Exercise task
Write out every entry exactly as given, but omit the pictures.

Input material
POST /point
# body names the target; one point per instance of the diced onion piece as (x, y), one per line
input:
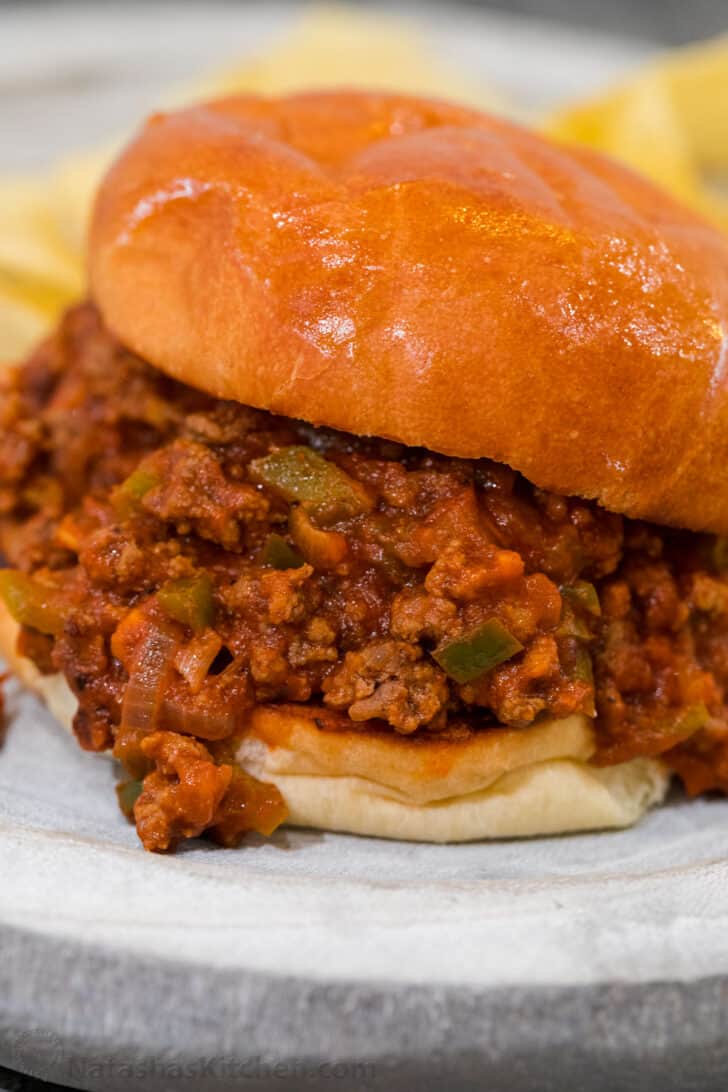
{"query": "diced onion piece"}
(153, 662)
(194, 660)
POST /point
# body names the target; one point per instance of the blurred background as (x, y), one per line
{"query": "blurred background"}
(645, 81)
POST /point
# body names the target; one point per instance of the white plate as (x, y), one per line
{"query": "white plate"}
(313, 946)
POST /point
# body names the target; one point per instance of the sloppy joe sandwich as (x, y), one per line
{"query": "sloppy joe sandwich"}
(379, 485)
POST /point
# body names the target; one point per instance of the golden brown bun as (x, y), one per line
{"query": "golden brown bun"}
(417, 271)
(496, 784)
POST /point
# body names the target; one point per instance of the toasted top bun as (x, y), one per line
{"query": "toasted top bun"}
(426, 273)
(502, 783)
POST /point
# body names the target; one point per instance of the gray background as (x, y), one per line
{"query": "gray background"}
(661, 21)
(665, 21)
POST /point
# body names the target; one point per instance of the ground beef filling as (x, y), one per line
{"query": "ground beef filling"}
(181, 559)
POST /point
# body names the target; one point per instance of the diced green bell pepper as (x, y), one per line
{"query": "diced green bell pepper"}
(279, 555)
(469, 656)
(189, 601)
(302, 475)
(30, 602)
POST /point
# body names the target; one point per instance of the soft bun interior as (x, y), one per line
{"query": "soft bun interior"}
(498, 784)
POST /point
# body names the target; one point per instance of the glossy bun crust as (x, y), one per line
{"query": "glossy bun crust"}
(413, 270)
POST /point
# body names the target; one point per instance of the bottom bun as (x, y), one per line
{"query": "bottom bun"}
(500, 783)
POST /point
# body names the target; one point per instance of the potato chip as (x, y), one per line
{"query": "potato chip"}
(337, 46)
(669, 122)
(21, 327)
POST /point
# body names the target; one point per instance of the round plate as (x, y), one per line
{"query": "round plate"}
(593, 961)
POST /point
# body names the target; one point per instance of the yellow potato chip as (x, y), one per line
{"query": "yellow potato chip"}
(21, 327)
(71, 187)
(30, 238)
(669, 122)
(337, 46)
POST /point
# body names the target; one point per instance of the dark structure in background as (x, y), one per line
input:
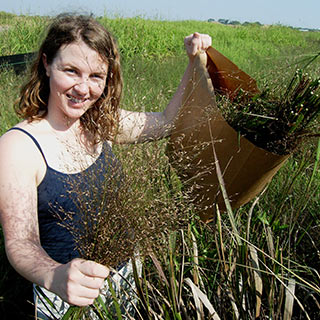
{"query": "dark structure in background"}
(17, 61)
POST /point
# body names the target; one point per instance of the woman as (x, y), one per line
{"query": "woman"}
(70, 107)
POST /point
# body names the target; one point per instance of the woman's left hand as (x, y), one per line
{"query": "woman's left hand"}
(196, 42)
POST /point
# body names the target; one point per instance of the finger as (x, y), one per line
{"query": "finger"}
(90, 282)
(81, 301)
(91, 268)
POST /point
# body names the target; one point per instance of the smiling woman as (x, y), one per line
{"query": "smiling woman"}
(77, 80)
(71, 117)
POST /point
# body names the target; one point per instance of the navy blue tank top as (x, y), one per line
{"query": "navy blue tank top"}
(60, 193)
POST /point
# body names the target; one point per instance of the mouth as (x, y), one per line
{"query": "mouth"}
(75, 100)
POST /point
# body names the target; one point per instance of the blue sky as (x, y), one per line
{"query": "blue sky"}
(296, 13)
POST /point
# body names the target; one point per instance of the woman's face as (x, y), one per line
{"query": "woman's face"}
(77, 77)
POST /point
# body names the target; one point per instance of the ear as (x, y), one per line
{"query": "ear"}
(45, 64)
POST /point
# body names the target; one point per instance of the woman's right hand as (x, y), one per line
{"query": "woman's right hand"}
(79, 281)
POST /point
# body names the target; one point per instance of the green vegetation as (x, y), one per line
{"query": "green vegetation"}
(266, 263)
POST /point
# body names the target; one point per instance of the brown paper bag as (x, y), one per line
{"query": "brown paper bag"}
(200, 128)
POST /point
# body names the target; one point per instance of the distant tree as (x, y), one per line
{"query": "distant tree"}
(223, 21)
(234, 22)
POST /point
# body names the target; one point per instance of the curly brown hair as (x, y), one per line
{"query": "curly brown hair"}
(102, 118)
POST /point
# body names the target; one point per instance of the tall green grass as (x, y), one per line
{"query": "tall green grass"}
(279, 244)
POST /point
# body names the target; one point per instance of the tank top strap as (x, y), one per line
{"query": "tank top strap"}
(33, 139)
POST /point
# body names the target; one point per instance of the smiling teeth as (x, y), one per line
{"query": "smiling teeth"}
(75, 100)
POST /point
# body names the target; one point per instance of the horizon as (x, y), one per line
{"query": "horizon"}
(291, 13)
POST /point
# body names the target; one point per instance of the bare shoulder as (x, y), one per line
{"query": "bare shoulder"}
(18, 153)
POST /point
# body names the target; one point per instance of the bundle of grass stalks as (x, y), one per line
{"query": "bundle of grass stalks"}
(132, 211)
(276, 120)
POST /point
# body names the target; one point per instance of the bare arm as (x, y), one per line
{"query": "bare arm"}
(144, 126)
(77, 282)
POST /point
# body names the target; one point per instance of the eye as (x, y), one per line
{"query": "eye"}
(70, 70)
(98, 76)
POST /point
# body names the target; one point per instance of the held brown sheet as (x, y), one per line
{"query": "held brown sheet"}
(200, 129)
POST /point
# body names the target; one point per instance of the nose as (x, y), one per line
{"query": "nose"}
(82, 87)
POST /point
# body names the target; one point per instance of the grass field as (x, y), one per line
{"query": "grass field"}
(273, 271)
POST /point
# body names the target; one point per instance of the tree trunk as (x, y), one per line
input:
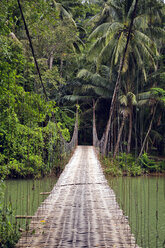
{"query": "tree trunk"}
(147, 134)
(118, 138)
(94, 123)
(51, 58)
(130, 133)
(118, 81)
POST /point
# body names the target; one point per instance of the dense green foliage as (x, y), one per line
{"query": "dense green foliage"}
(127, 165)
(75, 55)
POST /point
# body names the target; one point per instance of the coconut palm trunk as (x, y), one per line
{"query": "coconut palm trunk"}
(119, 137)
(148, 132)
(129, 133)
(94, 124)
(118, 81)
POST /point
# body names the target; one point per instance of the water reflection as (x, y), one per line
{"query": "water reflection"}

Task output
POST /point
# body names the target; one point per instance of the diced onion piece as (x, y), one per line
input:
{"query": "diced onion piece"}
(153, 662)
(194, 660)
POST /point
# body names the target; one point per instance of the blurred background as (x, y), one per line
{"query": "blurred background"}
(645, 81)
POST /point
# body names the target; one point per instance of the white plate as (x, y), one per line
{"query": "white plate"}
(313, 946)
POST /point
# body names the target; one point per instance of the sloppy joe sandwich as (x, y), one per line
{"query": "sloppy joe sandwich"}
(379, 485)
POST /point
# body names the target; one point per instance of the golden brown bun as (x, y), one per line
{"query": "golden brown bun"}
(417, 271)
(496, 784)
POST /point
# body names the target; one point per instance of the toasted top bun as (x, y), one per line
{"query": "toasted top bun"}
(426, 273)
(502, 783)
POST /point
# body names the target; one point per instance of the gray background as (x, y), one per line
{"query": "gray background"}
(661, 21)
(665, 21)
POST /point
# body names the target; one point per instance of the ground beef filling as (x, y), one per line
{"query": "ground beef filling"}
(181, 559)
POST /point
# body names the target; one point per instance of the diced green bell pepper as (x, y), one per line
{"query": "diced green bell pepper"}
(279, 555)
(469, 656)
(189, 601)
(302, 475)
(30, 602)
POST /point
# body names the target; one point per instance of the soft bun interior as (x, y), one per line
{"query": "soft bun interior"}
(498, 784)
POST /point
# body names the target; one point per instance of the glossy bun crust as (x, y), one per line
{"query": "glossy bun crust"}
(413, 270)
POST /point
# body names the target; one point per instance of the bottom bun as (x, y), one per line
{"query": "bottom bun"}
(500, 783)
POST /point
# body names the target; one point per instance of the potato chip as (x, y), one per line
{"query": "potato chip"}
(337, 46)
(669, 122)
(21, 327)
POST /point
# body names the target; one point per instance of the round plate as (x, y), one per line
{"query": "round plate"}
(593, 961)
POST /point
# body names the target; one point per instance of the yellow potato chip as (x, y), one per line
{"query": "yellow potato chip"}
(21, 327)
(71, 187)
(30, 238)
(669, 122)
(337, 46)
POST /point
# body names the target; one point per instance of the dark structure in background as (x, y), one per line
input:
{"query": "dark structure in background"}
(17, 61)
POST /point
# body names the target; one point per instance of the woman as (x, y), one per line
{"query": "woman"}
(70, 107)
POST /point
# body names the target; one point per instance of the woman's left hand as (x, y), one per line
{"query": "woman's left hand"}
(196, 42)
POST /point
# body names the target; one point per instance of the finger as (x, y), one per line
{"query": "finger"}
(90, 282)
(81, 301)
(91, 268)
POST /point
# body names the target; one point per instance of the smiling woman as (x, y), one per line
{"query": "smiling woman"}
(77, 80)
(71, 117)
POST /point
# body names the target; one point per instance of the navy blue tank top as (x, y), one per line
{"query": "navy blue tank top"}
(60, 193)
POST /point
# body names the target; one point per instance of the mouth as (x, y), one per line
{"query": "mouth"}
(75, 100)
POST /point
# body names the target; one point per instance of the blue sky as (x, y), one per line
{"query": "blue sky"}
(296, 13)
POST /point
# body names the target; one point per instance of the woman's face as (x, y), one per line
{"query": "woman's face"}
(77, 77)
POST /point
# body names the target; one point per instance of the ear as (x, y), one per line
{"query": "ear"}
(45, 64)
POST /point
# body names the target; one point per instance of the woman's right hand as (x, y), one per line
{"query": "woman's right hand"}
(79, 281)
POST /point
# body names the target; one point per instance of the green vegetation as (x, y), one per line
{"query": "green vegetation"}
(266, 263)
POST /point
# body names the target; one point per instance of the brown paper bag as (x, y), one per line
{"query": "brown paper bag"}
(200, 128)
POST /point
# body names the target; one point per instance of the distant tree as (x, y), one per line
{"query": "distant tree"}
(223, 21)
(234, 22)
POST /point
# body names the target; one point per instance of the curly brown hair as (x, y), one per line
{"query": "curly brown hair"}
(102, 118)
POST /point
# body names the target; one point per instance of the tall green grass as (x, y), one per line
{"query": "tall green grass"}
(279, 244)
POST /point
# body names the target; one point per instance of the tank top strap as (x, y), one per line
{"query": "tank top strap"}
(33, 139)
POST /point
# body names the target; one point per instance of the smiling teeth as (x, y), one per line
{"query": "smiling teeth"}
(75, 100)
POST /point
# body names the target; one point per instance of the horizon as (x, y), one per line
{"query": "horizon"}
(291, 13)
POST /point
# body names the target; one point per instance of the bare shoulder as (x, y), one per line
{"query": "bare shoulder"}
(18, 153)
POST /point
# body names the target; one point per instance of the bundle of grass stalks as (x, y), one per line
{"query": "bundle of grass stalks"}
(132, 211)
(276, 120)
POST /point
# body names the target; one point per instance of the bare arm as (x, y), one per line
{"query": "bare arm"}
(144, 126)
(77, 282)
POST /point
# body names the target; one point per instance of the eye as (x, y), one per line
{"query": "eye"}
(70, 70)
(98, 76)
POST /point
# body names the target; one point per instance of the held brown sheet as (x, y), one per line
{"query": "held brown sheet"}
(200, 129)
POST /point
# body names the target; one point per instance of the nose as (x, y), one per line
{"query": "nose"}
(82, 87)
POST /point
# body names the target; one point per instance of the grass field as (x, y), one per line
{"query": "grass field"}
(273, 271)
POST /point
# body names the target; one point per instance of the tree trunk as (x, y), one per line
input:
{"query": "tree trunk"}
(147, 134)
(118, 138)
(94, 123)
(51, 58)
(130, 133)
(118, 81)
POST /point
# body names the target; one point per instance of the dense green foliage as (x, y), one per line
{"query": "dense green foliage"}
(127, 165)
(75, 55)
POST /point
# body names the target; one point per instance of the coconut palm trunk as (x, y), one per line
{"query": "coconut palm trunk"}
(119, 137)
(148, 132)
(129, 133)
(94, 124)
(118, 81)
POST /point
# body names the target; one point per instance of the water reflection as (x, y), one per line
{"query": "water reflection"}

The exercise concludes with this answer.